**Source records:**
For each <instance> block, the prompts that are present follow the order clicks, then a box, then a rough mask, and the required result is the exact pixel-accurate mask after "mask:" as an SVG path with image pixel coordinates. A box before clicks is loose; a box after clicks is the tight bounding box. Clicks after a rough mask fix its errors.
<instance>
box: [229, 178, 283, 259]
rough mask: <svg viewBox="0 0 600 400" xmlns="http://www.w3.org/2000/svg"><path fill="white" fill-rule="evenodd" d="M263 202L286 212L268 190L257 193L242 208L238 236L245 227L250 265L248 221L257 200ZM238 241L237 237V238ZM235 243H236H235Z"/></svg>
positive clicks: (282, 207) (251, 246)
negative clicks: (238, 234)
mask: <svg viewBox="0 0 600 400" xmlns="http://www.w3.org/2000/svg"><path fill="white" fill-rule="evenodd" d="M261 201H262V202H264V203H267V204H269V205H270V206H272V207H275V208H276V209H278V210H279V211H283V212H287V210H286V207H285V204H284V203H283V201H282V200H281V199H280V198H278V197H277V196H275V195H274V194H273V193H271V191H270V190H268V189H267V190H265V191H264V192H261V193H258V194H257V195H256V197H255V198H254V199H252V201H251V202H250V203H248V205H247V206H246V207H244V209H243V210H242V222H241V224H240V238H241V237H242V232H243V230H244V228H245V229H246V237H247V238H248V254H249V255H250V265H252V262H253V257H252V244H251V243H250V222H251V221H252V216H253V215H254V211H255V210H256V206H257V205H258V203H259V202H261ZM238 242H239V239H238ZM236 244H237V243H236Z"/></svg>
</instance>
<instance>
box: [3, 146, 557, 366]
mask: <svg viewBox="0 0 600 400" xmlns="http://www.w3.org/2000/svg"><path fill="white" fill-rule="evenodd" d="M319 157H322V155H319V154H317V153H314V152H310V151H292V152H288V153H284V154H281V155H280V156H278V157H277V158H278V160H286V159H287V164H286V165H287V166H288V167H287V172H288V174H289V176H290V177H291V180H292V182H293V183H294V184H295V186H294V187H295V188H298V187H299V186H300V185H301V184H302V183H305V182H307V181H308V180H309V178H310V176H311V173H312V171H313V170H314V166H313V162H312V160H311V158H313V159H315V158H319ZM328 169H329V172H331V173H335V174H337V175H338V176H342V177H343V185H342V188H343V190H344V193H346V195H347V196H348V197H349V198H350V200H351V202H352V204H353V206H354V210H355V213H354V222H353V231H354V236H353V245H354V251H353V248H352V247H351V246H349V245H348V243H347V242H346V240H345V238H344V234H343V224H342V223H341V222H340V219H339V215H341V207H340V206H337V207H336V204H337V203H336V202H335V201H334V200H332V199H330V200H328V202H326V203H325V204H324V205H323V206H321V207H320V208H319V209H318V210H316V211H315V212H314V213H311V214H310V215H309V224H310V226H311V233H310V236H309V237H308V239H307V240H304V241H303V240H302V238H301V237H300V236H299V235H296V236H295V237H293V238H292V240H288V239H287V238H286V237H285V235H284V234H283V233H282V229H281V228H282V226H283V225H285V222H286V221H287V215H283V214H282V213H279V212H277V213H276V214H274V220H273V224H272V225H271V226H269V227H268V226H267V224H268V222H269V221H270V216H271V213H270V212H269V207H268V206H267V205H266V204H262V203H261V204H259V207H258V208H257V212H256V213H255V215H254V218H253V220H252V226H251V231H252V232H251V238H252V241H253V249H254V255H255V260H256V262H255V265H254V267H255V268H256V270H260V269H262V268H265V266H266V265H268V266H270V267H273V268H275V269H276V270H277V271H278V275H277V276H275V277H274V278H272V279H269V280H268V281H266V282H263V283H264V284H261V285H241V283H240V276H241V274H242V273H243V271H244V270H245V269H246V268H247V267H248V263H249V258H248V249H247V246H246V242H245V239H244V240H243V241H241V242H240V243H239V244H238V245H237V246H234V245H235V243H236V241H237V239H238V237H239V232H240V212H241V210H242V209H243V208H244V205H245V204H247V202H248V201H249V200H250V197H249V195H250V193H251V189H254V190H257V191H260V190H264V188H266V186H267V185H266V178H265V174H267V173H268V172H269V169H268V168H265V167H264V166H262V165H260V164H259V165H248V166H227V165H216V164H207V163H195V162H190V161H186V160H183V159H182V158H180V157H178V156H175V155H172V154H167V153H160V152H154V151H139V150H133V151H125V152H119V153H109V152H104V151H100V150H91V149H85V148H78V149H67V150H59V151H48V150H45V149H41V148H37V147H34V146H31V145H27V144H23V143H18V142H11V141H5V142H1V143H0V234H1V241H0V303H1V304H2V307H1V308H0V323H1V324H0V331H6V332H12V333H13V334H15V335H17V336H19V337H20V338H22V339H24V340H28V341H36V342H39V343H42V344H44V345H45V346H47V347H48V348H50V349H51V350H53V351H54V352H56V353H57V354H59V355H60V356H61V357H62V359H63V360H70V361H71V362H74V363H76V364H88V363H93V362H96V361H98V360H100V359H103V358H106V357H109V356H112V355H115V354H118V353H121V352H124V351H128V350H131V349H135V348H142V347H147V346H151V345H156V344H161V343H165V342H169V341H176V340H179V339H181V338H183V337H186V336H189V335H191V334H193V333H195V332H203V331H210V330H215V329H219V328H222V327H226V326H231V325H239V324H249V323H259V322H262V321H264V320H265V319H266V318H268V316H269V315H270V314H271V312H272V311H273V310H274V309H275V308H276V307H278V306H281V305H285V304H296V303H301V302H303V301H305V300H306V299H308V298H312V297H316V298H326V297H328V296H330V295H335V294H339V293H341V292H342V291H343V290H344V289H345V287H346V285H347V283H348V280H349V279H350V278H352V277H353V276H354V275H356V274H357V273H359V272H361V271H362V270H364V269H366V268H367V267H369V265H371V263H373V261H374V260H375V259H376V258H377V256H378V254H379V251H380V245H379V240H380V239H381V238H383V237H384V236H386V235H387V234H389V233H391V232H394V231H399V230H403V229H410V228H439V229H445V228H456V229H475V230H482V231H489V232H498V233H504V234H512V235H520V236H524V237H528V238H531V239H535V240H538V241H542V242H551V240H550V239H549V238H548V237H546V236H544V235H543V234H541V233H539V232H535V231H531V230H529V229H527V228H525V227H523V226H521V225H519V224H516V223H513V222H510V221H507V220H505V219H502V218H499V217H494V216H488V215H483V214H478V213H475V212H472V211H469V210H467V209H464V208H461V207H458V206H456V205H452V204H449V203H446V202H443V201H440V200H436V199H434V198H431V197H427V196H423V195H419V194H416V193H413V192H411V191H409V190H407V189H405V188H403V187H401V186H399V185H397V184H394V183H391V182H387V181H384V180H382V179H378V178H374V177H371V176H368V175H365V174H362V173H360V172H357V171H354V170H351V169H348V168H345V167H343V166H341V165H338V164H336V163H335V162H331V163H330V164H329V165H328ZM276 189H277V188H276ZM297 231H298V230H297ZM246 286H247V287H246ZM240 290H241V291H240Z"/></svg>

**Job item:** Present every line of the material above as a Markdown table with two columns, Row and Line. Number each row, and omit any blank lines.

**Reply:**
| Row | Line |
|---|---|
| 1 | For each <instance> block, the prompts that are present follow the order clicks, then a box, then a rough mask, and the required result is the exact pixel-accurate mask after "mask:" as an SVG path with image pixel coordinates. A box before clicks is loose; a box after clicks is the tight bounding box. Clicks after a rough mask fix its errors. |
| 2 | <instance> |
| 3 | box: [229, 178, 283, 259] |
| 4 | rough mask: <svg viewBox="0 0 600 400" xmlns="http://www.w3.org/2000/svg"><path fill="white" fill-rule="evenodd" d="M263 202L286 212L268 190L257 193L242 208L238 236L245 227L250 265L248 221L257 200ZM238 241L237 237V238ZM235 243H236H235Z"/></svg> |
| 5 | positive clicks: (282, 207) (251, 246) |
| 6 | negative clicks: (238, 234) |
| 7 | mask: <svg viewBox="0 0 600 400" xmlns="http://www.w3.org/2000/svg"><path fill="white" fill-rule="evenodd" d="M261 201H262V202H264V203H267V204H269V205H270V206H272V207H275V208H276V209H278V210H279V211H283V212H287V210H286V207H285V204H284V203H283V201H282V200H281V199H280V198H278V197H277V196H275V195H274V194H273V193H271V191H270V190H268V189H267V190H265V191H264V192H261V193H258V194H257V195H256V197H255V198H254V199H252V201H251V202H250V203H248V205H247V206H246V207H244V209H243V210H242V222H241V224H240V238H241V237H242V232H243V230H244V228H245V229H246V237H247V238H248V254H249V255H250V265H252V262H253V257H252V244H251V243H250V222H251V221H252V216H253V215H254V211H255V210H256V206H257V205H258V203H259V202H261ZM238 242H239V239H238ZM236 244H237V243H236Z"/></svg> |
| 8 | </instance> |
| 9 | <instance> |
| 10 | box: [3, 146, 557, 366] |
| 11 | mask: <svg viewBox="0 0 600 400" xmlns="http://www.w3.org/2000/svg"><path fill="white" fill-rule="evenodd" d="M319 157H322V155H319V154H317V153H314V152H310V151H292V152H288V153H284V154H281V155H280V156H278V157H277V158H278V160H286V159H287V164H286V165H287V166H288V167H287V172H288V174H289V176H290V177H291V180H292V182H293V183H294V184H295V186H294V187H295V188H298V187H299V186H300V185H301V184H302V183H305V182H307V181H308V180H309V178H310V176H311V173H312V171H313V170H314V166H313V162H312V160H311V158H313V159H315V158H319ZM328 169H329V172H331V173H335V174H337V175H338V176H342V177H343V185H342V188H343V190H344V193H346V195H347V196H348V197H349V198H350V200H351V202H352V204H353V206H354V210H355V213H354V222H353V231H354V236H353V245H354V251H353V248H352V247H351V246H349V245H348V243H347V242H346V240H345V238H344V234H343V224H342V223H341V222H340V219H339V215H341V207H340V206H337V207H336V204H337V203H336V202H335V201H334V200H332V199H330V200H328V202H326V203H325V204H324V205H323V206H321V207H320V208H319V209H318V210H316V211H315V212H314V213H311V214H310V215H309V224H310V226H311V233H310V236H309V237H308V239H307V240H304V241H303V240H302V238H301V237H300V236H299V235H296V236H295V237H293V238H292V240H288V239H287V238H286V237H285V235H284V234H283V233H282V229H281V228H282V226H283V225H285V222H286V221H287V215H283V214H282V213H279V212H277V213H276V214H274V220H273V224H272V225H271V226H269V227H268V226H267V224H268V222H269V221H270V216H271V213H270V212H269V207H268V206H267V205H266V204H262V203H261V204H259V207H258V208H257V212H256V213H255V215H254V218H253V220H252V226H251V231H252V232H251V238H252V241H253V249H254V255H255V260H256V262H255V265H254V267H255V268H256V270H260V269H262V268H265V266H266V265H268V266H270V267H273V268H275V269H276V270H277V271H278V275H277V276H275V277H274V278H272V279H269V280H268V281H266V282H263V283H264V284H261V285H241V283H240V276H241V274H242V273H243V271H244V270H245V269H246V268H247V267H248V263H249V258H248V249H247V246H246V242H245V239H244V240H243V241H241V242H240V243H239V244H238V245H237V246H234V245H235V243H236V241H237V239H238V237H239V232H240V212H241V210H242V209H243V208H244V205H245V204H247V202H248V201H249V200H250V197H249V195H250V193H251V189H254V190H257V191H260V190H264V188H266V186H267V185H266V178H265V174H267V173H268V172H269V169H268V168H265V167H264V166H262V165H260V164H259V165H248V166H227V165H216V164H207V163H195V162H190V161H186V160H183V159H182V158H180V157H178V156H175V155H172V154H167V153H160V152H154V151H139V150H133V151H125V152H119V153H109V152H104V151H100V150H91V149H85V148H78V149H67V150H59V151H48V150H45V149H41V148H37V147H34V146H31V145H27V144H23V143H18V142H11V141H5V142H1V143H0V234H1V241H0V303H1V304H2V307H1V308H0V323H1V324H0V331H6V332H12V333H13V334H15V335H17V336H19V337H20V338H22V339H24V340H28V341H36V342H39V343H42V344H44V345H45V346H47V347H48V348H50V349H51V350H53V351H54V352H56V353H57V354H59V355H60V356H61V357H62V359H63V360H70V361H71V362H74V363H76V364H88V363H93V362H96V361H98V360H100V359H103V358H106V357H109V356H112V355H115V354H118V353H121V352H124V351H128V350H131V349H135V348H142V347H147V346H151V345H156V344H161V343H165V342H169V341H176V340H179V339H181V338H183V337H186V336H189V335H191V334H193V333H195V332H203V331H210V330H215V329H219V328H222V327H226V326H231V325H239V324H249V323H259V322H262V321H264V320H265V319H266V318H268V316H269V315H270V314H271V312H272V311H273V310H274V309H275V308H276V307H278V306H281V305H285V304H296V303H301V302H303V301H305V300H306V299H308V298H312V297H316V298H326V297H328V296H330V295H335V294H339V293H341V292H342V291H343V290H344V289H345V287H346V285H347V283H348V280H349V279H350V278H352V277H353V276H354V275H356V274H357V273H359V272H361V271H362V270H364V269H366V268H367V267H369V265H371V263H373V261H374V260H375V259H376V258H377V256H378V254H379V251H380V245H379V240H380V239H381V238H383V237H384V236H386V235H387V234H389V233H391V232H394V231H399V230H403V229H410V228H439V229H445V228H456V229H475V230H482V231H489V232H498V233H504V234H512V235H520V236H524V237H528V238H531V239H535V240H538V241H542V242H551V240H550V239H549V238H548V237H546V236H544V235H543V234H541V233H539V232H535V231H531V230H529V229H527V228H525V227H523V226H521V225H519V224H516V223H513V222H510V221H507V220H505V219H502V218H499V217H494V216H488V215H483V214H478V213H475V212H472V211H469V210H467V209H464V208H461V207H458V206H456V205H452V204H449V203H446V202H443V201H440V200H436V199H434V198H431V197H427V196H423V195H419V194H416V193H413V192H411V191H409V190H407V189H405V188H403V187H401V186H399V185H397V184H394V183H391V182H387V181H384V180H382V179H378V178H374V177H371V176H368V175H365V174H362V173H360V172H357V171H354V170H351V169H348V168H345V167H343V166H341V165H338V164H336V163H335V162H331V163H330V164H329V165H328ZM276 189H277V188H276ZM297 231H298V230H297ZM246 286H247V287H246ZM240 290H241V291H240Z"/></svg> |